*Material to process*.
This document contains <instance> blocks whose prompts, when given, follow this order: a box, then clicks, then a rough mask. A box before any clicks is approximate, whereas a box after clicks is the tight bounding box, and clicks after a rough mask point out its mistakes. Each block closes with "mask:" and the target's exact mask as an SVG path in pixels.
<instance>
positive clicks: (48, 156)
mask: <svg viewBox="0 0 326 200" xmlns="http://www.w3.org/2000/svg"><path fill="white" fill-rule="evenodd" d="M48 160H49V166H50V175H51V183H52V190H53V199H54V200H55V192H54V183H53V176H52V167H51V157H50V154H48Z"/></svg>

---

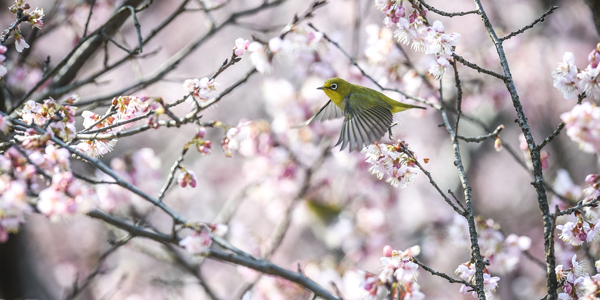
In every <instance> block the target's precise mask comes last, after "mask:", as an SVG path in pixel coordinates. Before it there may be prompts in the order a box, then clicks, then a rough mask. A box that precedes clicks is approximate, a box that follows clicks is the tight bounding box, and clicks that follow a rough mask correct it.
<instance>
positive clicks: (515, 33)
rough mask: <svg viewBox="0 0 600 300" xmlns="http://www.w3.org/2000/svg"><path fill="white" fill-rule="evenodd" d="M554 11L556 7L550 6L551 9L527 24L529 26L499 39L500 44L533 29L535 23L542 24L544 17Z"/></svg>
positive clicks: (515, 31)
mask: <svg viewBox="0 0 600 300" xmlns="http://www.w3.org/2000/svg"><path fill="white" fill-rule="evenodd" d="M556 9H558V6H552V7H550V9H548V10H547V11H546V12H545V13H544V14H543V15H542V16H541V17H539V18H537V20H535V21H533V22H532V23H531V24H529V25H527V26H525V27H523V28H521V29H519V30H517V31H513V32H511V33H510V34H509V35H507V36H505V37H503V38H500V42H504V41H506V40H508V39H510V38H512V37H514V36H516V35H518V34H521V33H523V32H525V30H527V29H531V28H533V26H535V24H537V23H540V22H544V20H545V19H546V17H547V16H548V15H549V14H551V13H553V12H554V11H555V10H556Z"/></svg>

--

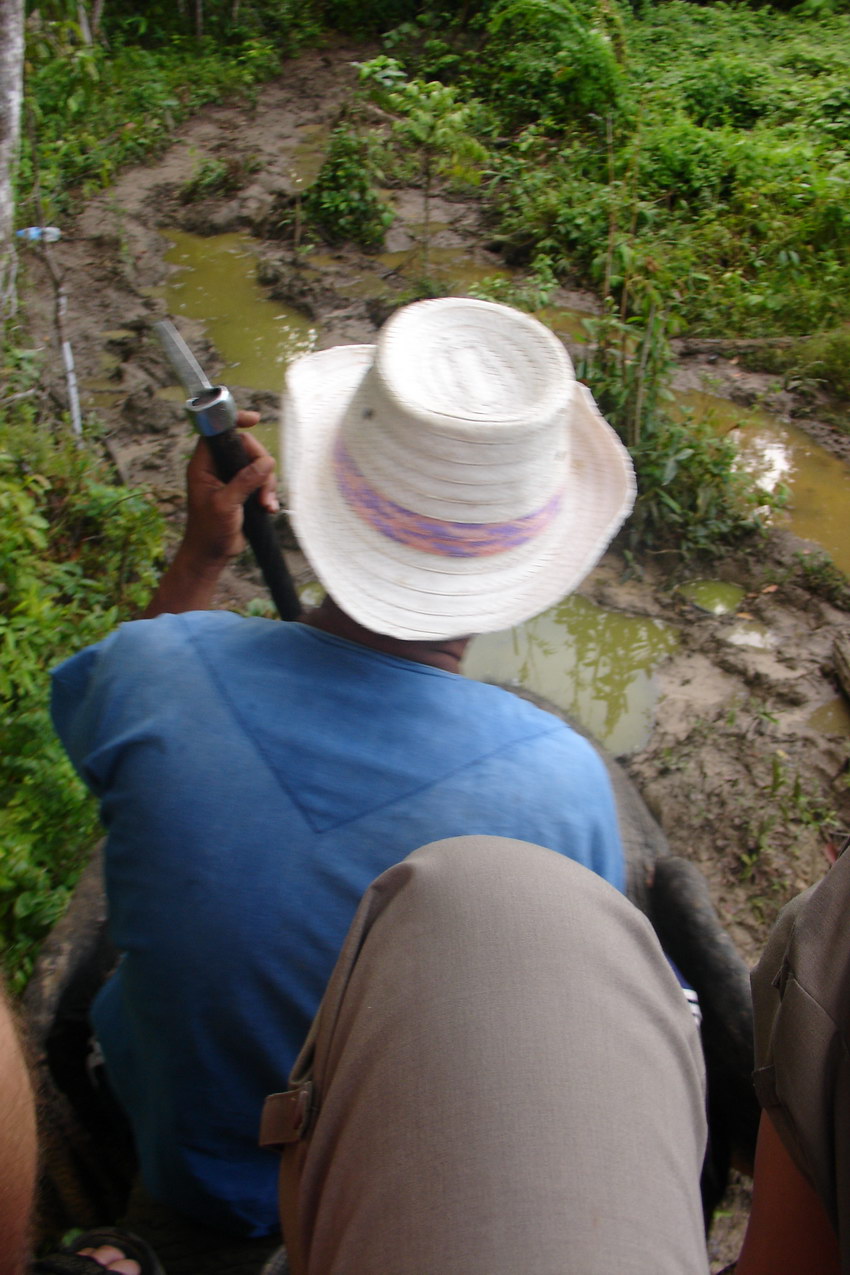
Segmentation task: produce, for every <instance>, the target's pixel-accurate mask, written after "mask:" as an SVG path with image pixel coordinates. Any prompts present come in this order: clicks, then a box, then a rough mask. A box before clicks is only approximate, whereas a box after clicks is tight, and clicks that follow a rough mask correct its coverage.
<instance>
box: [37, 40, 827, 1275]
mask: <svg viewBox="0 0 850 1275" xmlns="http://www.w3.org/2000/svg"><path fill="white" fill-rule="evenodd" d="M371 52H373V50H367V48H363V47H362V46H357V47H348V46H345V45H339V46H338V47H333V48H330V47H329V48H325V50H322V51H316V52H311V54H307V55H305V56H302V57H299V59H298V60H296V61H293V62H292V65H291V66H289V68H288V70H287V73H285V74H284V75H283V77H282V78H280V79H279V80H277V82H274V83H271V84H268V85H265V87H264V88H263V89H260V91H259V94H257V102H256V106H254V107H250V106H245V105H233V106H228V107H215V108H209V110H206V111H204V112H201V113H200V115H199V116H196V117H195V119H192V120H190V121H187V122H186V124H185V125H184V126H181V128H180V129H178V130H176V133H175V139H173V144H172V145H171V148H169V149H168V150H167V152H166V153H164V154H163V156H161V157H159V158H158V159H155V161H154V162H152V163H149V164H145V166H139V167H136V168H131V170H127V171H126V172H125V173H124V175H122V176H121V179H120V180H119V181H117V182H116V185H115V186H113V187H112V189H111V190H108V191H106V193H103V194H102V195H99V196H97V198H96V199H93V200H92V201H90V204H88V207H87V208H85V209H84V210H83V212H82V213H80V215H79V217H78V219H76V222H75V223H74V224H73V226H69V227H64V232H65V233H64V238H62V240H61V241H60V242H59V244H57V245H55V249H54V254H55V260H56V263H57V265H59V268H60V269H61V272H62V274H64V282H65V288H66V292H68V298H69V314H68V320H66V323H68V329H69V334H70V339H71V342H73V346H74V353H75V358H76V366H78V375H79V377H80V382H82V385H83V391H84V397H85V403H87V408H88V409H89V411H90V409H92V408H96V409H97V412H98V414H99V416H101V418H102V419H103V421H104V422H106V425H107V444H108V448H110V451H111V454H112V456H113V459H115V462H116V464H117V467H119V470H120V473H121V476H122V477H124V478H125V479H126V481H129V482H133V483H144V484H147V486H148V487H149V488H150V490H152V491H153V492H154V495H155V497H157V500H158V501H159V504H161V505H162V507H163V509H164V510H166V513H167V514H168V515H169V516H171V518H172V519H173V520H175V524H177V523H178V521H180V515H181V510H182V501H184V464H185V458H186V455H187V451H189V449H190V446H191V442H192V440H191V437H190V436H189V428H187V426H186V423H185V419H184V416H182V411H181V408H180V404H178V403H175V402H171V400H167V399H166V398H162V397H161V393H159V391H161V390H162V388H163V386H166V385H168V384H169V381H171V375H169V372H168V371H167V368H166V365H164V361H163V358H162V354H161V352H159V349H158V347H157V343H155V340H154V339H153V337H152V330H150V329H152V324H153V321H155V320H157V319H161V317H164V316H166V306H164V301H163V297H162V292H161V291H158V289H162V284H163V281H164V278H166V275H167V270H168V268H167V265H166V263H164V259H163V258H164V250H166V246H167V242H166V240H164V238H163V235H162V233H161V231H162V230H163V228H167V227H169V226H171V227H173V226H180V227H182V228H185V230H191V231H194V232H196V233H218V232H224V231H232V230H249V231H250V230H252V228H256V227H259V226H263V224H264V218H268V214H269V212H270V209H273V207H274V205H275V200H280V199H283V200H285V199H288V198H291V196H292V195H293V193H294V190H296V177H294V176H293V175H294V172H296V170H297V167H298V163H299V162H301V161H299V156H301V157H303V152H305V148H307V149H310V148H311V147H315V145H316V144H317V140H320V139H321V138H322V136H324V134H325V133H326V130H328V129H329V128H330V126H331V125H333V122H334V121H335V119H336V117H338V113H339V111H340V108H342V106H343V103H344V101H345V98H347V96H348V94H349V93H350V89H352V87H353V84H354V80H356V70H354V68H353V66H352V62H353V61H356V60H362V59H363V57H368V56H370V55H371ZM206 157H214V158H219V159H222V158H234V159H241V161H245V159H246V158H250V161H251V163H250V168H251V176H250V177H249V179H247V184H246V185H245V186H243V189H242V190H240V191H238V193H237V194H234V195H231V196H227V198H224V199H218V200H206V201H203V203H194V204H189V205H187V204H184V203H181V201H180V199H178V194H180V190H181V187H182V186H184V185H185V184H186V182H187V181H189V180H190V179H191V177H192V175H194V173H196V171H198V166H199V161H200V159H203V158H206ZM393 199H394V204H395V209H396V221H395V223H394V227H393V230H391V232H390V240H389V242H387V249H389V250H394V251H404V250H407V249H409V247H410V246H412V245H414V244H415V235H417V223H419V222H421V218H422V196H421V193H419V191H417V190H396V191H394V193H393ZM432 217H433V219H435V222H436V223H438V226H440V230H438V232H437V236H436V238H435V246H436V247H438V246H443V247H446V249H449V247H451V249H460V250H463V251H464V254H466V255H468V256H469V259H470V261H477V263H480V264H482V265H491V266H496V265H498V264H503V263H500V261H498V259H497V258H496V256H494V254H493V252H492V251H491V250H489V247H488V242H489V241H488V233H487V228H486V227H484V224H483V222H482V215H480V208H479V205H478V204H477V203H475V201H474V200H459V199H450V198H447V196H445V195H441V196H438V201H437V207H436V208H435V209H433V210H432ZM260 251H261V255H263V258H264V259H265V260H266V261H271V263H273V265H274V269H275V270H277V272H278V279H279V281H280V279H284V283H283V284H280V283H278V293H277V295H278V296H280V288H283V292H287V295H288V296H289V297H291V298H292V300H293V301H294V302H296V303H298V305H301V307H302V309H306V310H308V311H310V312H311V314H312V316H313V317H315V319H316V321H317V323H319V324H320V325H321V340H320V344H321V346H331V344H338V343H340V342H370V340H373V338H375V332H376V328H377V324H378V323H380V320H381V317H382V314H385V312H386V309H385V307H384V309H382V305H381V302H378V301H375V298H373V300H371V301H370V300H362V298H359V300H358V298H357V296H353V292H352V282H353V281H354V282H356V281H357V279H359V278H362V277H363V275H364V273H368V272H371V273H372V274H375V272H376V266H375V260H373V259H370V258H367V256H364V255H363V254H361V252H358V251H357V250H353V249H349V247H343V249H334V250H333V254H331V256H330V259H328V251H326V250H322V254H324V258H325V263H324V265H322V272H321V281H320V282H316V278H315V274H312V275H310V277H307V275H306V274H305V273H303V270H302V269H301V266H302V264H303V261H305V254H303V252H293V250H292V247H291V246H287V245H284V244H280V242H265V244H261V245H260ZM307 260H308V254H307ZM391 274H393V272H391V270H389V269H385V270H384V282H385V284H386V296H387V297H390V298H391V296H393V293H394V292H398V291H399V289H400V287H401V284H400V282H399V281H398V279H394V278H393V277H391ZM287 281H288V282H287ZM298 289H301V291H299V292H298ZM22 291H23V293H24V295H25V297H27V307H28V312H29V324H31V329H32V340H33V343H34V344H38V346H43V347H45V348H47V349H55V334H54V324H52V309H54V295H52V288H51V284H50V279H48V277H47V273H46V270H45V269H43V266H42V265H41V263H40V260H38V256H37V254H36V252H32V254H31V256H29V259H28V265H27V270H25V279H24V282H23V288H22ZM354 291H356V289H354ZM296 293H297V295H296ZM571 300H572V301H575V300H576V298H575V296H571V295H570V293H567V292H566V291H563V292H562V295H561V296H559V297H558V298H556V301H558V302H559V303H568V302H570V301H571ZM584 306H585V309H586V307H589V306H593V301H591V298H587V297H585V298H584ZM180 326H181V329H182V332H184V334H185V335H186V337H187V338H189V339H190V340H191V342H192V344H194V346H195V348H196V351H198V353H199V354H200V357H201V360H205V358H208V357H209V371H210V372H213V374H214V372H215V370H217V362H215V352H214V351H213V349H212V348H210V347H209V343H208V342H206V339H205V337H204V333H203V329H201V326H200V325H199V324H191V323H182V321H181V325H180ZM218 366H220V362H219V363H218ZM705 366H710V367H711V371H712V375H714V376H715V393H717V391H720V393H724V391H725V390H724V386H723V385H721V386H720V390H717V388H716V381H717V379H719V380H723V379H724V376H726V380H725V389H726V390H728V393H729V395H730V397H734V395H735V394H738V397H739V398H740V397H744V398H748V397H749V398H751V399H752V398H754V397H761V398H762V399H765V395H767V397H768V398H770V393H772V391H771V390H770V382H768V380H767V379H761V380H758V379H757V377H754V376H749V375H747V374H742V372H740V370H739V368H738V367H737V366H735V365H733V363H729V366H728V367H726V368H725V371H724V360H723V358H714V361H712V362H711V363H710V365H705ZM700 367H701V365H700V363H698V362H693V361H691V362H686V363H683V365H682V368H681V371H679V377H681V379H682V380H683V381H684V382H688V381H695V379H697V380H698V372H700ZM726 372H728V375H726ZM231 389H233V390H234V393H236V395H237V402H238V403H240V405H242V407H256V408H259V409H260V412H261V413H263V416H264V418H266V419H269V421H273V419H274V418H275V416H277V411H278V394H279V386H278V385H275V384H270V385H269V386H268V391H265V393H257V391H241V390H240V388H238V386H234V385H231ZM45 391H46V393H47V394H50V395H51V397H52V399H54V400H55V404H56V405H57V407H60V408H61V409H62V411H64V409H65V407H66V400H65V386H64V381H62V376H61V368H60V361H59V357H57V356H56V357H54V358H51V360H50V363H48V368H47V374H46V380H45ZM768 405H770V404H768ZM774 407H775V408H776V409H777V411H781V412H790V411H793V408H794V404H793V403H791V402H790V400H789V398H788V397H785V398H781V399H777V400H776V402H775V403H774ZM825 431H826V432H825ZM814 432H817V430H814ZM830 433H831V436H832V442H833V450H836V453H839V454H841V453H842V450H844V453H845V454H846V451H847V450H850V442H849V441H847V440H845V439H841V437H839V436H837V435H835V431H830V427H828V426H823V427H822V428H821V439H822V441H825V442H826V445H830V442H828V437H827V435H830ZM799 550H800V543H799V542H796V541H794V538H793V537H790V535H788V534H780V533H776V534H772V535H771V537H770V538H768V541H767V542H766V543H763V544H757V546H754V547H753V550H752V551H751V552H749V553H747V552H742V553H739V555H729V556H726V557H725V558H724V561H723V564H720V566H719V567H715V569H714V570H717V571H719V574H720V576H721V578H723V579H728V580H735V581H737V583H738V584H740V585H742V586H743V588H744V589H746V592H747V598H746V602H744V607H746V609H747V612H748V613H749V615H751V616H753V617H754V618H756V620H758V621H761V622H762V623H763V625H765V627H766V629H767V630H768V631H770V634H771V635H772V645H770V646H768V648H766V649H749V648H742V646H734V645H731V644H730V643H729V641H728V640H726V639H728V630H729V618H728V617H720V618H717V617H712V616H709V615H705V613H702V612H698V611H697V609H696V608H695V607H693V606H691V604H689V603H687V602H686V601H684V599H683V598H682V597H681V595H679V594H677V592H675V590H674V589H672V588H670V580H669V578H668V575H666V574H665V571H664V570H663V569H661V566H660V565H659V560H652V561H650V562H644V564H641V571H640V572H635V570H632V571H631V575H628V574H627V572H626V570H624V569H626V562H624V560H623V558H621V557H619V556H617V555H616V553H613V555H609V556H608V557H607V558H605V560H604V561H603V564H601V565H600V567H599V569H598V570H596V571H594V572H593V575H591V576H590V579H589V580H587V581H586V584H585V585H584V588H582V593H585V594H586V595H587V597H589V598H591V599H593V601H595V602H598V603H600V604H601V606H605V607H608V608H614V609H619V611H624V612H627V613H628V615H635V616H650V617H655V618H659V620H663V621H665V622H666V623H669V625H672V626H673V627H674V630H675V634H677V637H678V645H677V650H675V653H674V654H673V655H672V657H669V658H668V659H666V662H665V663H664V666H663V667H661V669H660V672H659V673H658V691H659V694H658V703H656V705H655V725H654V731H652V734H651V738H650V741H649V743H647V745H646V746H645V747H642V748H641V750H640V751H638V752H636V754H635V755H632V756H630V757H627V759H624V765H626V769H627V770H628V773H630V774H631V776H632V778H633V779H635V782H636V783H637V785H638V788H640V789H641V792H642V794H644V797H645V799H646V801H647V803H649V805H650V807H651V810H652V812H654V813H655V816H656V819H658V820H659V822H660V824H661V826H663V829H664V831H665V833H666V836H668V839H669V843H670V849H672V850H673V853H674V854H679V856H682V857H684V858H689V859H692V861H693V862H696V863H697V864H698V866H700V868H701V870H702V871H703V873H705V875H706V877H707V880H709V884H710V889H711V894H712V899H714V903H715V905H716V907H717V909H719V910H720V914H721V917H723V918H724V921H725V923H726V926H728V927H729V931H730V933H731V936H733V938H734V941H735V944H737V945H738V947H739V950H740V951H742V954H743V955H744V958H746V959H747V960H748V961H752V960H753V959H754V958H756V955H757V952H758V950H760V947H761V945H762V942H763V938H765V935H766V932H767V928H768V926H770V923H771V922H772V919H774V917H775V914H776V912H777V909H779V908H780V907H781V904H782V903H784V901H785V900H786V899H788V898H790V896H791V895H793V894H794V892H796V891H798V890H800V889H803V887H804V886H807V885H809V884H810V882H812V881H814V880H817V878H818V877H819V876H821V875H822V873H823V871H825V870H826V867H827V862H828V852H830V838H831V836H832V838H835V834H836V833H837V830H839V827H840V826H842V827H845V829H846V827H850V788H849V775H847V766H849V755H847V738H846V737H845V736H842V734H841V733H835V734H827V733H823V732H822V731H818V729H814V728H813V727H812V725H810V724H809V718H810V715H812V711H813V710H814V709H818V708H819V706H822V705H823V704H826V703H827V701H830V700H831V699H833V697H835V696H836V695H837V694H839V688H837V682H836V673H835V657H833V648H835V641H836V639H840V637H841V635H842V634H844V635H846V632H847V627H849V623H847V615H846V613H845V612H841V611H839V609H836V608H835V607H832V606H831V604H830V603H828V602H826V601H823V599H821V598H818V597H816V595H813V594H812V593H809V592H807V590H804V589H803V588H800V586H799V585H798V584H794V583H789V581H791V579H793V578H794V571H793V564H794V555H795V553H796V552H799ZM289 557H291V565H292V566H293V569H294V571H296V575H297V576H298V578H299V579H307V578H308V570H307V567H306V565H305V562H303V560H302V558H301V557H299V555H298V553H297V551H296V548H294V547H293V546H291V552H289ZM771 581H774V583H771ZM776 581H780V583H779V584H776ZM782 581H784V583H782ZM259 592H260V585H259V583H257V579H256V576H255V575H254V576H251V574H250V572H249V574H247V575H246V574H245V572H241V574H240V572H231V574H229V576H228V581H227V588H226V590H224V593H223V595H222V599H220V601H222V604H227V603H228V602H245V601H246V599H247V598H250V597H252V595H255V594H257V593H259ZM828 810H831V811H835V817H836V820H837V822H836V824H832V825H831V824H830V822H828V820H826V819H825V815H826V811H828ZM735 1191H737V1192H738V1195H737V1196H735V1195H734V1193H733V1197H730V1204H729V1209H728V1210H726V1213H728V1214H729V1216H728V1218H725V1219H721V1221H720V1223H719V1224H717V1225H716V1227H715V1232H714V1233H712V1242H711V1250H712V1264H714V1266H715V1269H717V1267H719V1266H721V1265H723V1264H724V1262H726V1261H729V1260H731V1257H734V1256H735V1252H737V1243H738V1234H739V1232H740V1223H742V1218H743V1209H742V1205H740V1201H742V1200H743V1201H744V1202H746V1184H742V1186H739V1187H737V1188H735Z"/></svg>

*Work task*. Copy the part that opens with the line containing "In every <instance>" and closes with the line containing "positive clicks: (515, 33)", putting "exact" in place of "precise" and keeping everything else unchanged. Give only those lines.

*Exercise output*.
In every <instance> block the target's exact mask comes last, after "mask:", as an SVG path in pixel coordinates. Before it there may be prompts in the order a box, then clicks, then a rough mask. A box that precedes clicks is approximate, a box that follows clicks is the tight bounding box, and clicks that follow a rough mask correct it.
<instance>
positive clicks: (515, 33)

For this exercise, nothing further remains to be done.